======== RECORDED INFORMATION ========
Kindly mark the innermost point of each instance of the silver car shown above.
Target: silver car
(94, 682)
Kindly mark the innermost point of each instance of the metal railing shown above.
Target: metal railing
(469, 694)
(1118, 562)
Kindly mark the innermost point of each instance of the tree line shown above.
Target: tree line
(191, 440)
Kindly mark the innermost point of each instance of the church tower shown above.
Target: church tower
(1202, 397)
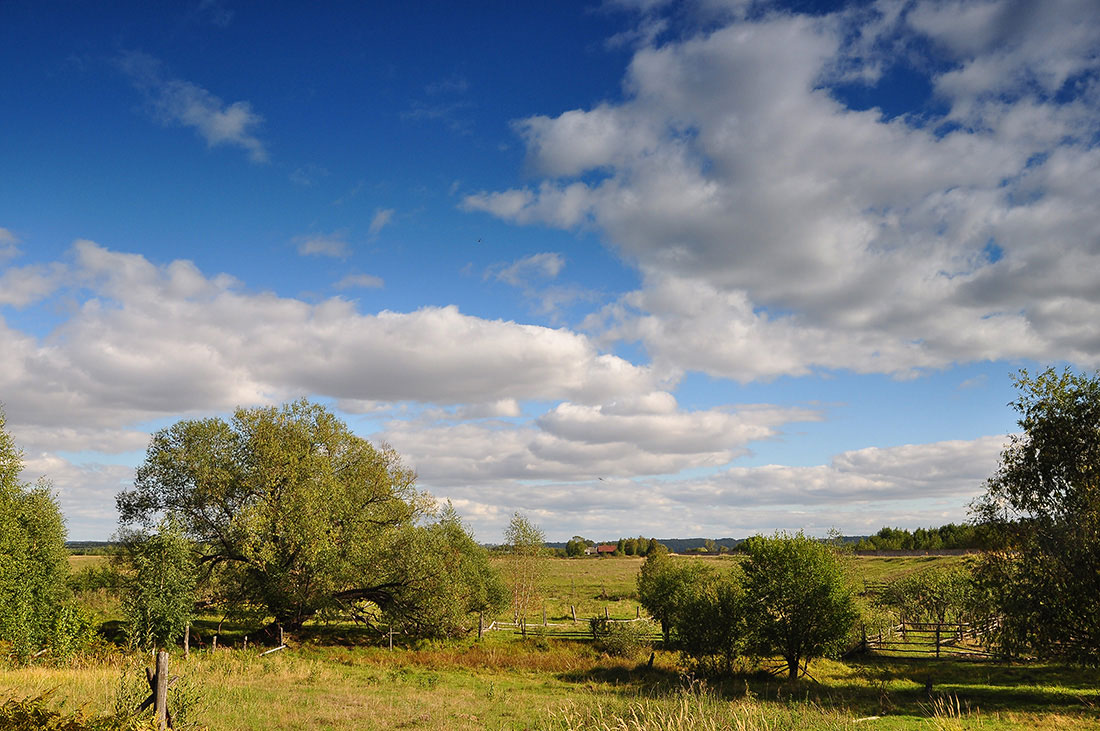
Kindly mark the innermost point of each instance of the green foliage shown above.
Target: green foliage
========
EXERCISE DETAILS: Transcribe every one of the records above word for word, leaving out the pictures.

RESPONSE TO THIS EXERCISE:
Kindly mark the innermost point of each instance of the silver car shown above.
Target: silver car
(94, 682)
Kindly mark the innermost point of each instance of the metal railing shown above.
Target: metal railing
(469, 694)
(1118, 562)
Kindly mark the innermost point of each instance of the tree line shown above.
Target: tree line
(191, 440)
Kindly mark the innermost point of each instance of the church tower shown above.
Target: church tower
(1202, 397)
Kindly mark the innermost point of each instance of the green foliage shown above.
Target: green foliage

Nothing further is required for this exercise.